**PROBLEM DESCRIPTION**:
Copy out the lines from the one containing "Question. Indicate one point for each instance of the gray" through the end of the items, inclusive, swapping "green foliage" for "leafy greenery" and changing nothing else.

**DATA**:
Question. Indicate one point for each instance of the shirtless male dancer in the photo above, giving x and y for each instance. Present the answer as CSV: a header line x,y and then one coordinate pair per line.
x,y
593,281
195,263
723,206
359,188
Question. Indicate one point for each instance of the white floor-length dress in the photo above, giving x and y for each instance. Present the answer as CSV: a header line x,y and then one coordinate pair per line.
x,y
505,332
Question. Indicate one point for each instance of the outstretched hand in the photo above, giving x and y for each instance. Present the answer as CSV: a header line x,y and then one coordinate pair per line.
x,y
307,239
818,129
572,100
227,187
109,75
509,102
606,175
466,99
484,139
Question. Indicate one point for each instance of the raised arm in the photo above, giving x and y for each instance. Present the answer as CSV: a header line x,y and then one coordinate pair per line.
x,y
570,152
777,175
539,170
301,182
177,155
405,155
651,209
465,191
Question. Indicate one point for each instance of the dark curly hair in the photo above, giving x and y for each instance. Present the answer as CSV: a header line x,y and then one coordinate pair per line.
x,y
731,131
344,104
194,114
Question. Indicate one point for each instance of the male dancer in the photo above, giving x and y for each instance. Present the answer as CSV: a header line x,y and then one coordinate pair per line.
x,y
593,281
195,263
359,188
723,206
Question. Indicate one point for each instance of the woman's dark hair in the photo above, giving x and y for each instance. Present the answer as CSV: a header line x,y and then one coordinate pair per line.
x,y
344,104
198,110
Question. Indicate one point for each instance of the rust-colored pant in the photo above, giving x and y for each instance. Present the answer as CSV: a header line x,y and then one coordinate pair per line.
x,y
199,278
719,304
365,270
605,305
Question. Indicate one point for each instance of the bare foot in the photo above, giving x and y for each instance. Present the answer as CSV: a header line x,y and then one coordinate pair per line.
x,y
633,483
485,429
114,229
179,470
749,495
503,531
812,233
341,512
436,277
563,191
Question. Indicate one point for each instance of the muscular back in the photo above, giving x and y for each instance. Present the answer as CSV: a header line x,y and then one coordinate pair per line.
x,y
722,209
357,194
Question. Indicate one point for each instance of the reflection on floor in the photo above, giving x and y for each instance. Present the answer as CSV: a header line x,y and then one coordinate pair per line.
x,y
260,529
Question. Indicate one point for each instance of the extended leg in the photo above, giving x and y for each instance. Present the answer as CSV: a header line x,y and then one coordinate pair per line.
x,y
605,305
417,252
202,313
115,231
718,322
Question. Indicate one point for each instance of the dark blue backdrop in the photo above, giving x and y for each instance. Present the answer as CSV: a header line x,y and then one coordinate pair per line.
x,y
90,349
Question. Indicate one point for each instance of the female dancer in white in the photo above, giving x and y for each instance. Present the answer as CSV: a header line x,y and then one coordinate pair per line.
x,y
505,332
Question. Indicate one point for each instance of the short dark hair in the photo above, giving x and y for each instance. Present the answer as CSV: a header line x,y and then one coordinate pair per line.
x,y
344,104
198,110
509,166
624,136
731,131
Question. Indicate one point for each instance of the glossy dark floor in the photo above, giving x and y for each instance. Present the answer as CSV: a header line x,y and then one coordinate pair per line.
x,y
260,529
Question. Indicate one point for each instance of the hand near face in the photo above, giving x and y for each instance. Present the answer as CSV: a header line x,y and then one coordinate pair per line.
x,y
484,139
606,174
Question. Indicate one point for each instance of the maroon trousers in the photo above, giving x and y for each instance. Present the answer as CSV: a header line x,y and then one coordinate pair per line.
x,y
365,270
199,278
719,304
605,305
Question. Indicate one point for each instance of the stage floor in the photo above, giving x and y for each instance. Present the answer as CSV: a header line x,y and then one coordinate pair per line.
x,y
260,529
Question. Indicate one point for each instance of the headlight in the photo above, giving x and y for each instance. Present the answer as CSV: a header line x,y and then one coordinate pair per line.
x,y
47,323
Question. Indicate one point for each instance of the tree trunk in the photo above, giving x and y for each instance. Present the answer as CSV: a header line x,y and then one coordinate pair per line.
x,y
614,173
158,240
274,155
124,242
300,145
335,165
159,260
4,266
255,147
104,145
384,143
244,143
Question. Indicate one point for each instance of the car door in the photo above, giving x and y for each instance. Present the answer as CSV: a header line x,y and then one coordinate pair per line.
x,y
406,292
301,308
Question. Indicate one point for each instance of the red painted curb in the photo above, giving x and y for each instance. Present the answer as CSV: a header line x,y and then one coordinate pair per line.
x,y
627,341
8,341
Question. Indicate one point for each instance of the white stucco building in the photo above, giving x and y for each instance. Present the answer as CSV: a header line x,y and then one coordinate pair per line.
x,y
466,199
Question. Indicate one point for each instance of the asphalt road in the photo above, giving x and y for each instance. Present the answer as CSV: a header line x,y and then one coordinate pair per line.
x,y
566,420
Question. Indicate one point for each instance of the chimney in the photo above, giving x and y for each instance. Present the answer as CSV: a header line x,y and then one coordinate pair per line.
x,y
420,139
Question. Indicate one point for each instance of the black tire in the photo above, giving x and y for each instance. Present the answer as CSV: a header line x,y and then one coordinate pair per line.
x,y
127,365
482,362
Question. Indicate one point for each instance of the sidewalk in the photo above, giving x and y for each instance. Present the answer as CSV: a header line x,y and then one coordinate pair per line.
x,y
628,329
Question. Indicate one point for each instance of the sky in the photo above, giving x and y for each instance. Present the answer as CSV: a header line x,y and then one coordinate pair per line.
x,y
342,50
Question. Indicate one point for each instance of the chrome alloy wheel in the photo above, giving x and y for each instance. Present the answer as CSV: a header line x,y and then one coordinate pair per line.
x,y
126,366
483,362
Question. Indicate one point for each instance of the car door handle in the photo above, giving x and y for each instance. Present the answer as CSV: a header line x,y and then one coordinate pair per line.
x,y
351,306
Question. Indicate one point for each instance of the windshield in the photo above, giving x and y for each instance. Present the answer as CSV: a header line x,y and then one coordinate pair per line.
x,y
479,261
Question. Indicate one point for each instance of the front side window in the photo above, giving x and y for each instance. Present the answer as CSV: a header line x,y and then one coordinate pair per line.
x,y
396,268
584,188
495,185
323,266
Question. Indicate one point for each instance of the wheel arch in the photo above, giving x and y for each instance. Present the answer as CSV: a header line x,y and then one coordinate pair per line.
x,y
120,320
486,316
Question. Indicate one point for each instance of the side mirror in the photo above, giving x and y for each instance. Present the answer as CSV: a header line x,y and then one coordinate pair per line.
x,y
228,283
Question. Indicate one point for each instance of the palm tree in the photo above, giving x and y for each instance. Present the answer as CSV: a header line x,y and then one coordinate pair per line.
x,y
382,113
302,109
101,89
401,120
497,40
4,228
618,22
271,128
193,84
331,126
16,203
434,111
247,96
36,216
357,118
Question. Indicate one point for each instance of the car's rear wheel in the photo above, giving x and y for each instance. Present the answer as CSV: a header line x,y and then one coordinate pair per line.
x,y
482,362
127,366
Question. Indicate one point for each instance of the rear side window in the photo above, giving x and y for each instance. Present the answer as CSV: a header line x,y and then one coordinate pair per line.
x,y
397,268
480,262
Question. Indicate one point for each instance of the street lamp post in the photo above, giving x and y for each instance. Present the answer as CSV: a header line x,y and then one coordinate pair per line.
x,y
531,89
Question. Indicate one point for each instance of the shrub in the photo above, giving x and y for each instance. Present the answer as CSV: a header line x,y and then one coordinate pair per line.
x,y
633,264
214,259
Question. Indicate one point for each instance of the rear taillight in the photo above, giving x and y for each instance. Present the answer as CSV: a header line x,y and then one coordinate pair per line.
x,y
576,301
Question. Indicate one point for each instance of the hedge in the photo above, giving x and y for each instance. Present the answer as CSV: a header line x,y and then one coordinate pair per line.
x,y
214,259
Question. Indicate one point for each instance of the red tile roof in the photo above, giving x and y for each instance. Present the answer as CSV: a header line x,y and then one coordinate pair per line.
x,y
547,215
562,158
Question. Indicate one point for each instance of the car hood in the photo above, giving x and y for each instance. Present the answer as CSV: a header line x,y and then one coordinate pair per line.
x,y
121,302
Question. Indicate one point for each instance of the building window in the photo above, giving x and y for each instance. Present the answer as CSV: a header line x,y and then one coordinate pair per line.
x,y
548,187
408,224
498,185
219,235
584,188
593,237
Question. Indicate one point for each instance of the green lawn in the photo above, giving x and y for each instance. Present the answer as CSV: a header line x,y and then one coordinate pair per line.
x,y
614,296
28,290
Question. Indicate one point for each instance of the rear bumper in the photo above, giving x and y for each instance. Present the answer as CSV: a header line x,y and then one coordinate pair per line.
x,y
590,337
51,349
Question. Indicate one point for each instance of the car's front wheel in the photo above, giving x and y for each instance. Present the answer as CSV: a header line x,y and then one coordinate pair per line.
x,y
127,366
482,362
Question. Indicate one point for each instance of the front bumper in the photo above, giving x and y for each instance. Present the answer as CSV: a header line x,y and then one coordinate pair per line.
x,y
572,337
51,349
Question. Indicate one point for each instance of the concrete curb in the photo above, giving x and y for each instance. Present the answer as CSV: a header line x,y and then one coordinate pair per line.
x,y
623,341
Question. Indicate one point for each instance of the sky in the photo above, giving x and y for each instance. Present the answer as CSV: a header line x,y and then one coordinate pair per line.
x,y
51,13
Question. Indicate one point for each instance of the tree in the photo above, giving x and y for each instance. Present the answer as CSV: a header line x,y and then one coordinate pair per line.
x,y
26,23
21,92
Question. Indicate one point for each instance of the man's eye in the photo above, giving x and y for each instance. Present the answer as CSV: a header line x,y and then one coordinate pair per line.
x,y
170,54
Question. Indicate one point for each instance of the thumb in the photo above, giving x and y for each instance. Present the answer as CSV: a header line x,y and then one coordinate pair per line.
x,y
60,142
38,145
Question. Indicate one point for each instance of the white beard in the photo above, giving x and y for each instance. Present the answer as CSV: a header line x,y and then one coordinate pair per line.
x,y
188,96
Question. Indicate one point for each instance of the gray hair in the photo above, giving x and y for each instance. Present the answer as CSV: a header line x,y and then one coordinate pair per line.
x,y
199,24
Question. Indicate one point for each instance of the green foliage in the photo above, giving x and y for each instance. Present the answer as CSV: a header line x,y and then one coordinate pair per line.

**WRITTEN SOLUTION**:
Question. Indicate one point for each instance of the gray hair in the photo above, giving x and y for each instance. Present the answer as CSV: a header line x,y and then one coordinate pair per line.
x,y
199,24
Question. Indicate one point for each instance of the leafy greenery in the photo above, giving x and y for each instance. Present the answer as CSV: a header line x,y and then one coordinate pair per line.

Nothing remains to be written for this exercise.